SOURCE PASSAGE:

Comment by Simon Holloway — 29 October, 2007 @ 7:41 pm
So that’s what I mean by it overgenerates. At the moment, I intend to use it for recognition, less than for generation of strings (and even then it won’t overgenerate too much), so it was easiest to just write out something simple. And sometimes c is used for כ (as in the common Succot). I also currently allow CḤallah.
It didn’t take that long. These are relatively simple regular expressions. Only I had to think about some of the possible issues, and occasionally check if there were uses online of a particular example. Something like Erchin was an unexpected case to handle. I still don’t know whether people write Yaddayim or Yadayyim, both of which I’ve excluded, but maybe should include just because overgenerating in this case is better than undergenerating.
So to give some examples, ברכות can be any of:
[Berachos, Brachos, Berochos, Brochos, Berakhos, Brakhos, Berokhos, Brokhos, Beracos, Bracos, Berocos, Brocos, Berakos, Brakos, Berokos, Brokos, Berachot, Brachot, Berochot, Brochot, Berakhot, Brakhot, Berokhot, Brokhot, Beracot, Bracot, Berocot, Brocot, Berakot, Brakot, Berokot, Brokot]
Many of these are unrealistic because they mix types of conventions / dialects that people are likely to use, but they’re at least all-encompassing, I hope.
Or ערובין is:
['eruvin, eruvin, 'eiruvin, eiruvin, 'eyruvin, eyruvin, 'ayruvin, ayruvin, 'airuvin, airuvin, 'erubin, erubin, 'eirubin, eirubin, 'eyrubin, eyrubin, 'ayrubin, ayrubin, 'airubin, airubin]
בבא מציעא returns the most with 256 alternatives (and that’s without allowing no e in Metzia)! מועד קטן closely follows with 240
Comment by Joel — 29 October, 2007 @ 8:48 pm
Oh no! I’ve forgotten all about ת as th, and shewa as ‘!

WHAT THIS TASK INVOLVES:
Carry the comment thread on transliterating Hebrew tractate names forward from its last comment.

PROVIDED RECORDS:
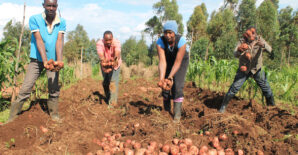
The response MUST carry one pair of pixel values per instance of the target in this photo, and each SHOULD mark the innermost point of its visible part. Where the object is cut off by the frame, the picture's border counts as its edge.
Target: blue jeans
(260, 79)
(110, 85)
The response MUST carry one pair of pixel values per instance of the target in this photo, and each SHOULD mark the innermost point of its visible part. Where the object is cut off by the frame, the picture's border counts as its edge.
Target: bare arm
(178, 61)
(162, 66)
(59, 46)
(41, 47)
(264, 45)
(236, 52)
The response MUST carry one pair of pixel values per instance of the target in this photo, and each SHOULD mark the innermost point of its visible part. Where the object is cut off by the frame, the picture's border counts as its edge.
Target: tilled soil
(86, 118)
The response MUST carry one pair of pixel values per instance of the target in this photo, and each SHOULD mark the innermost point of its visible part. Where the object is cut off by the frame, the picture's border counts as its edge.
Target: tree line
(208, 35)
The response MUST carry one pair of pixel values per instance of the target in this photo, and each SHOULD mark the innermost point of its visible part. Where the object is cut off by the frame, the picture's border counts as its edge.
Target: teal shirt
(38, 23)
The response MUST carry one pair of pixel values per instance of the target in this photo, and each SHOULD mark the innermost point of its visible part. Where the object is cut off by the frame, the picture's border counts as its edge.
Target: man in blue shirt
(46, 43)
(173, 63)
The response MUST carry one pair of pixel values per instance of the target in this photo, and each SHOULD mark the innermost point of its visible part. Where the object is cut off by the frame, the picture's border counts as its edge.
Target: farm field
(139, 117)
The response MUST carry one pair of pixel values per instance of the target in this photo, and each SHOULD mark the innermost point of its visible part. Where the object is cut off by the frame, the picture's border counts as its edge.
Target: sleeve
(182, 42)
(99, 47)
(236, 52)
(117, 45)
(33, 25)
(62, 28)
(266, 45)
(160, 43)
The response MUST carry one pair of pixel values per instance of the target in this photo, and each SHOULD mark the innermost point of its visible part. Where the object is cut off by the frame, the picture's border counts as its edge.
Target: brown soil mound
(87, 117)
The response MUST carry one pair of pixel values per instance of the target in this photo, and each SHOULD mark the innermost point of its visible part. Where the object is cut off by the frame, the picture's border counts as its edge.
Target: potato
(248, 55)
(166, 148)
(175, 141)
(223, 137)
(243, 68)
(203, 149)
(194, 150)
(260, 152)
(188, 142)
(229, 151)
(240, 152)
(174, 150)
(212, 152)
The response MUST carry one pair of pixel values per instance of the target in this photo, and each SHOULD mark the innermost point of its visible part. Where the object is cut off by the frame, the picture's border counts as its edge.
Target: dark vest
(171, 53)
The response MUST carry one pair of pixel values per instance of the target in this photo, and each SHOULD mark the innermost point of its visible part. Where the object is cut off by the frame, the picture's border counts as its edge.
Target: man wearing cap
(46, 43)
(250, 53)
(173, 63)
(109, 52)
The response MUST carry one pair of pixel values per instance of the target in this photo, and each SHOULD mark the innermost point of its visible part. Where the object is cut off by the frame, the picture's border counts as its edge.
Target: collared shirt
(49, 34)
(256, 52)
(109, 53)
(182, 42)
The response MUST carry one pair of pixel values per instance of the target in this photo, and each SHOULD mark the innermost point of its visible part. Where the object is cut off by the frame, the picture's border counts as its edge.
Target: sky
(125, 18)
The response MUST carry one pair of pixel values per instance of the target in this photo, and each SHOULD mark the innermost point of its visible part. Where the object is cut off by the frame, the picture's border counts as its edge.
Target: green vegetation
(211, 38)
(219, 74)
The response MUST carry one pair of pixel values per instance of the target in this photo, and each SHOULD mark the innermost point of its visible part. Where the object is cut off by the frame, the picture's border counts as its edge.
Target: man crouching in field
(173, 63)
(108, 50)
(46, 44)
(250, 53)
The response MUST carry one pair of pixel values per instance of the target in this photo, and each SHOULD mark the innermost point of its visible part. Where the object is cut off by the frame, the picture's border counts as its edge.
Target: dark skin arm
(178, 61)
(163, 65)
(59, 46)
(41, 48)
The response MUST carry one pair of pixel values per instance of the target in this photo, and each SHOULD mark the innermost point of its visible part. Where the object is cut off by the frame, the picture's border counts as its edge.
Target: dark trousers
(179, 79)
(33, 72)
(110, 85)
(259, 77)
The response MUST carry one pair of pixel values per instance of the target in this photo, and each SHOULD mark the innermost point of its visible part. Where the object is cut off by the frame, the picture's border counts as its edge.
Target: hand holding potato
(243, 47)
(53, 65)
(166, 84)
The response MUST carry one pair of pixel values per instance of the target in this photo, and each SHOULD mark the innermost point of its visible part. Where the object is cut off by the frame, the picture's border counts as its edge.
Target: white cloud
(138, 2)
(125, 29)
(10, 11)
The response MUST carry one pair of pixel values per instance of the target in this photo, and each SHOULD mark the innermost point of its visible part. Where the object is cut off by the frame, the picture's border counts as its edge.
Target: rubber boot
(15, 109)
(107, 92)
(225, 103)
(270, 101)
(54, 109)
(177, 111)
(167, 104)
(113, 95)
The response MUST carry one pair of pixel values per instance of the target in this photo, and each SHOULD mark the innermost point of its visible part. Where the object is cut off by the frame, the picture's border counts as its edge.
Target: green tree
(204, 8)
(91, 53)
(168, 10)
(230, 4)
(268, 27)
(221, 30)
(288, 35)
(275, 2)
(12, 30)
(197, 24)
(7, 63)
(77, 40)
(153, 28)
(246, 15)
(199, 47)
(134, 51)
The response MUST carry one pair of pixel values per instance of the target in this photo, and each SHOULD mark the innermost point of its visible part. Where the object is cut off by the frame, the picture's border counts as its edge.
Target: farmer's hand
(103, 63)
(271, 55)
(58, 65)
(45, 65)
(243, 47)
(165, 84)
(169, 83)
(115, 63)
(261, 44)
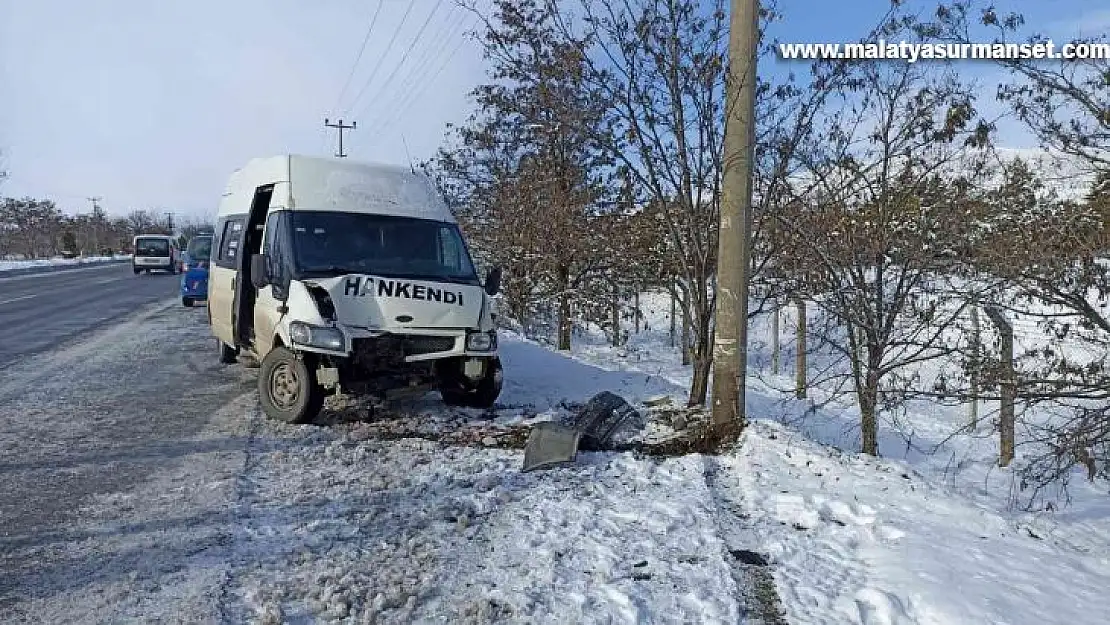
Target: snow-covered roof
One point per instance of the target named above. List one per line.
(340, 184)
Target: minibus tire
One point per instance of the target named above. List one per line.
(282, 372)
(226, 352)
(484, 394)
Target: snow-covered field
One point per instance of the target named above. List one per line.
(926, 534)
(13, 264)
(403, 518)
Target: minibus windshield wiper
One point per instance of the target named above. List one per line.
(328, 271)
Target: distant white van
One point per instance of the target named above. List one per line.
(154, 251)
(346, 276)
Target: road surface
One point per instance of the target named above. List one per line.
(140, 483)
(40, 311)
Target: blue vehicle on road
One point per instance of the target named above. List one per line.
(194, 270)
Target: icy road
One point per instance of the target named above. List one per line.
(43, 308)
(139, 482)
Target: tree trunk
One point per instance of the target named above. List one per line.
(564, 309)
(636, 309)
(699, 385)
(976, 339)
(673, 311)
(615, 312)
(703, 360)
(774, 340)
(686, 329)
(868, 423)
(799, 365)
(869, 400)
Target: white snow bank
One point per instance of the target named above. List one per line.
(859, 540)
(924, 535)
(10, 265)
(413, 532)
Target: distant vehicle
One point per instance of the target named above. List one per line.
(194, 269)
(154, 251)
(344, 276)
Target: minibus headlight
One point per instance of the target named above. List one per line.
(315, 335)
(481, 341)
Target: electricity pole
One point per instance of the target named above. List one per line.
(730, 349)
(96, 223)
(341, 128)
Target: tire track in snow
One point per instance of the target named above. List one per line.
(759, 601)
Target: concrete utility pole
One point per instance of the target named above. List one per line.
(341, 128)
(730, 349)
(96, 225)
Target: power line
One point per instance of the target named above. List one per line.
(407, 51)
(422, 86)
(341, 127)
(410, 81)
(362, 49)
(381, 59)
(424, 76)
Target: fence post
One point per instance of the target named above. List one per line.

RESPONSE BELOW:
Now it’s:
[Berachos, B'rachos, Brachos, Berochos, B'rochos, Brochos, Berakhos, B'rakhos, Brakhos, Berokhos, B'rokhos, Brokhos, Beracos, B'racos, Bracos, Berocos, B'rocos, Brocos, Berakos, B'rakos, Brakos, Berokos, B'rokos, Brokos, Berachot, B'rachot, Brachot, Berochot, B'rochot, Brochot, Berakhot, B'rakhot, Brakhot, Berokhot, B'rokhot, Brokhot, Beracot, B'racot, Bracot, Berocot, B'rocot, Brocot, Berakot, B'rakot, Brakot, Berokot, B'rokot, Brokot, Berachoth, B'rachoth, Brachoth, Berochoth, B'rochoth, Brochoth, Berakhoth, B'rakhoth, Brakhoth, Berokhoth, B'rokhoth, Brokhoth, Beracoth, B'racoth, Bracoth, Berocoth, B'rocoth, Brocoth, Berakoth, B'rakoth, Brakoth, Berokoth, B'rokoth, Brokoth]
Comment by Joel — 29 October, 2007 @ 8:52 pm
And what do you know? Masseceth Beracoth. But it’s excused because it’s Latin.
Comment by Joel — 29 October, 2007 @ 9:03 pm
I’m looking through Jastrow’s abbreviation list, and not only is it horrendously inconsistent, but it’s not in alphabetical order!
Comment by Joel — 29 October, 2007 @ 9:26 pm
Sounds like a lot of work to me. Well done.
(And why do I suddenly feel like a berocca?)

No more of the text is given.